_Problem description:_ Every record below should be printed exactly as it appears.

--- START OF Records provided ---

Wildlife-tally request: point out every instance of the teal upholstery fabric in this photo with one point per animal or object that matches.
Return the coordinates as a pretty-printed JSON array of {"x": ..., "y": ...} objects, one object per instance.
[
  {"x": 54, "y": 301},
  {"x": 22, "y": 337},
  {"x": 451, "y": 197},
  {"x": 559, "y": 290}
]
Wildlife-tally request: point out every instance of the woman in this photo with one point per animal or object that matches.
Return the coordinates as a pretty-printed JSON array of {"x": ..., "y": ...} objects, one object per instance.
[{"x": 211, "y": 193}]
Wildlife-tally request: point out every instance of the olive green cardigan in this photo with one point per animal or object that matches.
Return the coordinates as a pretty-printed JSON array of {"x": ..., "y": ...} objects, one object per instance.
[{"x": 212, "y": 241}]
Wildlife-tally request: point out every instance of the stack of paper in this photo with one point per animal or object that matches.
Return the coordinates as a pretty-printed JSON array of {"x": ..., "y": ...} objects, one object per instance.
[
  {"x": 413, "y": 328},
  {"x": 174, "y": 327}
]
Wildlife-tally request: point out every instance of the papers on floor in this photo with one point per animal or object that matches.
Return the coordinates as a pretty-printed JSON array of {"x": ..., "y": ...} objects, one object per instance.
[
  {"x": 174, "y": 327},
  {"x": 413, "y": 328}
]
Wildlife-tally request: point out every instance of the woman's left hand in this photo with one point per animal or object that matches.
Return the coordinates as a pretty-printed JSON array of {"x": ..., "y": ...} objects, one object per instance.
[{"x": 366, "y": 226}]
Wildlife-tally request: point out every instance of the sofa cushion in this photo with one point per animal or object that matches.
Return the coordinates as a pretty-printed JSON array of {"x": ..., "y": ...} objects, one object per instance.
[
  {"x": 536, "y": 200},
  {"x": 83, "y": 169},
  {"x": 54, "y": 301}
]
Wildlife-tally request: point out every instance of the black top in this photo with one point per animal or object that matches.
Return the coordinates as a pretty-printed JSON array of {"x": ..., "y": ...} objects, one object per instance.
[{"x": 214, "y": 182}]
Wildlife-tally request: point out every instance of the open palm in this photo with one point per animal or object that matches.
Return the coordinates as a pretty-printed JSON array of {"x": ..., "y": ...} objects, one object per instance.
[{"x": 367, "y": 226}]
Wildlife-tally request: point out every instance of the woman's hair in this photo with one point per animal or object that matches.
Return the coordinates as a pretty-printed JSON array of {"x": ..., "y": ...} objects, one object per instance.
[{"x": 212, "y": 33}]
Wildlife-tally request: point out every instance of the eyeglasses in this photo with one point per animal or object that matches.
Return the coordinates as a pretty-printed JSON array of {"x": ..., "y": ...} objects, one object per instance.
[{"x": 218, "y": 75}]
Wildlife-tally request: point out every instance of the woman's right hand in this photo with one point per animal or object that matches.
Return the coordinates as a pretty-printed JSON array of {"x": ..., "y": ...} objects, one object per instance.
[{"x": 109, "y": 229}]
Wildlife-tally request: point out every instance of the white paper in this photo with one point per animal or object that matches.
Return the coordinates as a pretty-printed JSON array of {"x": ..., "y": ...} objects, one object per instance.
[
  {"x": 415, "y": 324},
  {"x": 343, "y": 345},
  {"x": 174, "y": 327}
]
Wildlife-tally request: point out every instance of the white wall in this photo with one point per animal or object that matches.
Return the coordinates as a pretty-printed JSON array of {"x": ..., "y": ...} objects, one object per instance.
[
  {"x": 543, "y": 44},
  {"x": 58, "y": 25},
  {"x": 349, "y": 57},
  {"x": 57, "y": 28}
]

--- END OF Records provided ---

_Result:_
Wildlife-tally request: point out every instance of the teal upholstery fabric in this photo with one point per animal or object that matches.
Return the coordinates as a pretty-printed JSON array of {"x": ..., "y": ...} objects, one object per instance.
[
  {"x": 54, "y": 301},
  {"x": 22, "y": 337},
  {"x": 451, "y": 197},
  {"x": 559, "y": 290}
]
Wildlife-tally request: point out every instance of the woman in this photo with one point per animal or object that matches.
Return the coordinates as a pretty-printed JSON array of {"x": ..., "y": ...} objects, one object per instance.
[{"x": 211, "y": 193}]
Wildlife-tally request: point out every instance of the olive green cardigan in this photo with one point per animal or object that matches.
Return the coordinates as a pretty-printed JSON array of {"x": ..., "y": ...} objects, one object per instance.
[{"x": 212, "y": 241}]
Wildlife-tally request: point out every instance of the stack of paper in this photo with one point per animal or object that matches.
Return the coordinates as a pretty-printed JSON array of {"x": ..., "y": ...} objects, one object per instance.
[
  {"x": 413, "y": 328},
  {"x": 174, "y": 327}
]
Wildlife-tally request: point out every instance of the papers on floor in this photo with one point per animal or object that matches.
Return the coordinates as a pretty-printed JSON array of {"x": ..., "y": ...} objects, one object per instance.
[
  {"x": 174, "y": 327},
  {"x": 413, "y": 328}
]
Wildlife-tally request: point out every instance of the woman's left hand in this photo with one point per animal or object that matches.
Return the coordinates as a pretty-printed JSON array of {"x": ..., "y": ...} objects, one object per instance.
[{"x": 366, "y": 226}]
Wildlife-tally request: point out every instance of the sofa cushion in this photo with one point per animal or object that matches.
Return the coordinates as a pretty-printed JSON array of {"x": ..., "y": ...} objects, one object per instance.
[
  {"x": 536, "y": 200},
  {"x": 83, "y": 169},
  {"x": 54, "y": 301}
]
Wildlife-tally request: point out every instance of the black top in this photo with one point per animal or object that matches.
Return the coordinates as a pretty-printed JSON array of {"x": ..., "y": ...} objects, one object per instance.
[{"x": 214, "y": 182}]
Wildlife-tally request: point out every instance of the open palm in this photo with one point per animal or object that matches.
Return the coordinates as a pretty-printed JSON array of {"x": ..., "y": ...} objects, one object per instance.
[{"x": 367, "y": 226}]
Wildlife-tally request: point out every instance of the woman's hair in this photo with one point per animal or object that matches.
Return the coordinates as a pretty-printed JSON array of {"x": ..., "y": ...} objects, one object per instance.
[{"x": 212, "y": 33}]
Wildlife-tally request: point out every instance of the eyeglasses in this photo with one point per animal or object that matches.
Return the coordinates as a pretty-printed JSON array of {"x": ..., "y": ...} objects, one object per instance.
[{"x": 218, "y": 75}]
Wildlife-tally request: point out every instance of the woman's right hand in this photo with one point per animal or object that matches.
Return the coordinates as a pretty-printed JSON array of {"x": ..., "y": ...} objects, one object per instance.
[{"x": 109, "y": 229}]
Wildlife-tally request: point out every instance of the white paper in this photo with one point per animal or object that matches.
Return the coordinates as a pretty-printed JSON array of {"x": ..., "y": ...} objects, one object per instance.
[
  {"x": 415, "y": 324},
  {"x": 343, "y": 345},
  {"x": 174, "y": 327}
]
Wildlife-tally request: point out every instance of the white wall in this photo with one point per animal or object that matches.
Return the coordinates as a pretty-printed JSON array of {"x": ..., "y": ...} objects, one object per instance.
[
  {"x": 543, "y": 44},
  {"x": 58, "y": 25},
  {"x": 349, "y": 57},
  {"x": 57, "y": 28}
]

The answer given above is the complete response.